● **Task description**
Restate each entry below without changing a word.

Dataset entries:
##############################
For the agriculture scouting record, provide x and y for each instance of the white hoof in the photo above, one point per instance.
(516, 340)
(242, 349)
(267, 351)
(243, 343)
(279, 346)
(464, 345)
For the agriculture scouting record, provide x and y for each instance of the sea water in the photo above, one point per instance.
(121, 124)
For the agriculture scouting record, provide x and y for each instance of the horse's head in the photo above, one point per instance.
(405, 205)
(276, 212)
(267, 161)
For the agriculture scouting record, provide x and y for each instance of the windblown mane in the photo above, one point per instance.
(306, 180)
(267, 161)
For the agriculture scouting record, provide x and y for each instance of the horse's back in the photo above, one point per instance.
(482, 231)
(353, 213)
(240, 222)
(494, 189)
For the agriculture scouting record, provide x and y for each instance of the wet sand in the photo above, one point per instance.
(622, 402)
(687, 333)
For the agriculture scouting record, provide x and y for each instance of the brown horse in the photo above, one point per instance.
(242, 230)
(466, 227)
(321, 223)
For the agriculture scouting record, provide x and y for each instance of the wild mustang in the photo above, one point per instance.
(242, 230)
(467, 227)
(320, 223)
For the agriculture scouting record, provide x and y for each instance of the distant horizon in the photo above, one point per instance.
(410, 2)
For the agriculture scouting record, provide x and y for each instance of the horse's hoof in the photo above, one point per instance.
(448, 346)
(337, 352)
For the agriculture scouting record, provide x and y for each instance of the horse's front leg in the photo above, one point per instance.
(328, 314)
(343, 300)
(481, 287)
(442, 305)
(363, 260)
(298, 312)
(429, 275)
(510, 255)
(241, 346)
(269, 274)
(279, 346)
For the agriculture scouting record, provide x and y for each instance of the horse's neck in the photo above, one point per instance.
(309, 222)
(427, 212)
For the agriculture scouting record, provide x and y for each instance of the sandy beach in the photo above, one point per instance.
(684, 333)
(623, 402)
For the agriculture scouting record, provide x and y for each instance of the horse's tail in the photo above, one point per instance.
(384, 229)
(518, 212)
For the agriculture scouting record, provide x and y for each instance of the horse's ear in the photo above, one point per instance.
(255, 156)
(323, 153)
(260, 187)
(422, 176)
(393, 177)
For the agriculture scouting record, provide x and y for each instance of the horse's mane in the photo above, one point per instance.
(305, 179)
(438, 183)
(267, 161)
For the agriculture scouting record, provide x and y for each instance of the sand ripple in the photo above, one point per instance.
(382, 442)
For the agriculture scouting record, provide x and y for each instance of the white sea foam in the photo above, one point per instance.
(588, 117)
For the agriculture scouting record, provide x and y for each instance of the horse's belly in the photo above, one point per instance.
##############################
● **Output below**
For the agriculture scouting record, provide x and y for each instance of the white hoof in the photo above, one point per instance.
(516, 340)
(242, 349)
(267, 351)
(243, 343)
(279, 346)
(464, 345)
For the agriculture scouting record, provide x and y for each instance of the sea water in the photo above, one point per instance.
(121, 124)
For the agriculture scouting record, provide x and y for each instance of the horse's head in the photo above, one point per instance.
(405, 205)
(276, 212)
(267, 161)
For the agriculture scouting record, provide x and y for each instance of the windblown mane in the photo above, one point per instance.
(306, 180)
(267, 161)
For the agriculture scouting record, provide x and y for each instance of the horse's back in the photo above, one point per instance.
(482, 231)
(353, 213)
(240, 222)
(494, 189)
For the agriculture scouting record, provide x and y for each instance of the wet sand in the photo above, one point per instance.
(622, 402)
(687, 333)
For the agriculture scouting record, provide x and y for each instance of the brown horse in the photo above, one point per instance.
(242, 230)
(466, 227)
(321, 223)
For the agriculture scouting record, provide x and y for each instance of the wild mustang in the photo above, one point per instance.
(242, 230)
(467, 227)
(320, 223)
For the agriculture scouting record, provide x and y for each instance of the distant horizon in the photo above, one point per instance.
(410, 2)
For the agriculture scouting record, provide x and y for each instance of the horse's hoof in the photo above, one point per instance.
(448, 346)
(337, 352)
For the agriculture scouting record, provide x and y for each instance of the horse's front leg in the photo above, one point per instance.
(328, 314)
(343, 300)
(481, 287)
(442, 305)
(363, 260)
(298, 312)
(429, 275)
(510, 255)
(241, 346)
(269, 274)
(279, 346)
For the agriculture scouting record, provide x and y for each instance of the horse's neck in the photo above, one point per instance.
(309, 222)
(427, 212)
For the agriculture scouting record, provide x and y for each instance of the sandy beach in the photo above, one point per instance.
(684, 333)
(623, 402)
For the agriculture scouting record, provide x and y for each instance of the horse's tail in the photo above, one point per instance.
(384, 229)
(518, 212)
For the agriculture scouting record, provide x and y for each instance of the horse's ear in the photo above, one point per instance.
(255, 156)
(323, 153)
(260, 187)
(422, 176)
(393, 177)
For the agriculture scouting record, provide x and y for each instance of the horse's mane in the photo above, one point per instance.
(305, 179)
(438, 183)
(267, 161)
For the agriculture scouting record, provide x and y for each instance of the sand ripple in the photo above, one point per instance.
(382, 442)
For the agriculture scouting record, provide x and y for each instance of the white sea foam in the photo above, one point per instance.
(588, 117)
For the agriculture scouting record, provide x and y for each instance of the horse's belly in the photo above, one point per instance.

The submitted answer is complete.